Start Page
84% of Americans see Islamic State as ‘critical threat’

Reuters/Stringer

Reuters/Stringer

The Islamic State militant group (IS, formerly ISIS/ISIL) poses the most serious threat to the United States in the next decade, according to 84 percent of Americans quizzed by Gallup.

Americans place the
threat from international terrorism “in general” at the
same, critical level, according to the latest poll. “In a
winter that has seen acts of unspeakable terrorism, with Obama
seeking authorization for military action against the Islamic
State, Americans are clearly concerned about Islamic militants
and terrorists,”
Gallup said.

Several Islamic State fighters, who led a suicide attack on an
air base where US and coalition forces are training Iraqi forces,
were killed by Iraqi troops on Friday, AP reported. No Iraqi or
US troops were killed or wounded, the Pentagon’s press secretary
said.

Meanwhile some Americans argue that there’s no morally acceptable
way for the US to battle Islamic State militants.

“Of course we have the ability to go ahead and destroy ISIS –
we could turn Iraq and Syria into molten glass. But that’s
something that’s beneath us. That’s something that shows that the
terrorists would have won, because at that point, we would be
them,”
Congressman Alan Grayson told RT’s Thom Hartmann
earlier this week.

Apart from ISIS and global terrorism, two other issues are being
perceived as “critical threats” by the majority of
Americans. Seventy-seven percent view the possible development of
nuclear weapons by Iran, which argues its nuclear activities are
peaceful, as a critical threat.

READ MORE: ‘We’d be terrorists’: US could
destroy ISIS only by turning Iraq, Syria into ‘molten glass’ –
Congressman

Sixty-four percent also view North Korea as a “critical
threat.”

Surprisingly enough, the conflict in Ukraine, when placed in the
context of other events, is not commonly seen as a looming threat
by the majority of Americans.

Only 49 percent of those polled said the military power of Russia
was a serious menace to Washington, while 44 percent admitted
being on edge over the Ukraine conflict. “The conflict in
Ukraine may not worry Americans as much because they see it as
more of a threat to Europe than to the US,”
End Page
Start Recorded data
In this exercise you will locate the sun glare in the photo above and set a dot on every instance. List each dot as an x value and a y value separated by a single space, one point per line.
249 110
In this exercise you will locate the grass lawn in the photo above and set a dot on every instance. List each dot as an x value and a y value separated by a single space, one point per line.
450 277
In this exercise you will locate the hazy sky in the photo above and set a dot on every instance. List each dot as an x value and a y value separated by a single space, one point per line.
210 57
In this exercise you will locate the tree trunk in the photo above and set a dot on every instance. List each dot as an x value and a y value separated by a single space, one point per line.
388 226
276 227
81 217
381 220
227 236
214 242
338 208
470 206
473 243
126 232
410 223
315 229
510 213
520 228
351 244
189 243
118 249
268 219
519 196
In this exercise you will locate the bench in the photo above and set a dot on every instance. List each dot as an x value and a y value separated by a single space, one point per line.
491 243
End Recorded data
Stated problem 1:
Answer these questions from the Gallup poll article:
(a) What percentage of Americans view the possible development of nuclear weapons by Iran as a critical threat?
(b) Who told RT's Thom Hartmann that the US could turn Iraq and Syria into molten glass?
(c) What percentage of those polled admitted being on edge over the Ukraine conflict?
Stated problem 2:
Reproduce a passage of the Gallup poll article, beginning at the words "Apart from ISIS" and stopping after "a critical threat.".
The records are separate material and have no connection to the Gallup poll article.

Written answer 1:
(a) Seventy-seven percent.
(b) Congressman Alan Grayson.
(c) 44 percent.

Written answer 2:
Apart from ISIS and global terrorism, two other issues are being
perceived as “critical threats” by the majority of
Americans. Seventy-seven percent view the possible development of
nuclear weapons by Iran, which argues its nuclear activities are
peaceful, as a critical threat.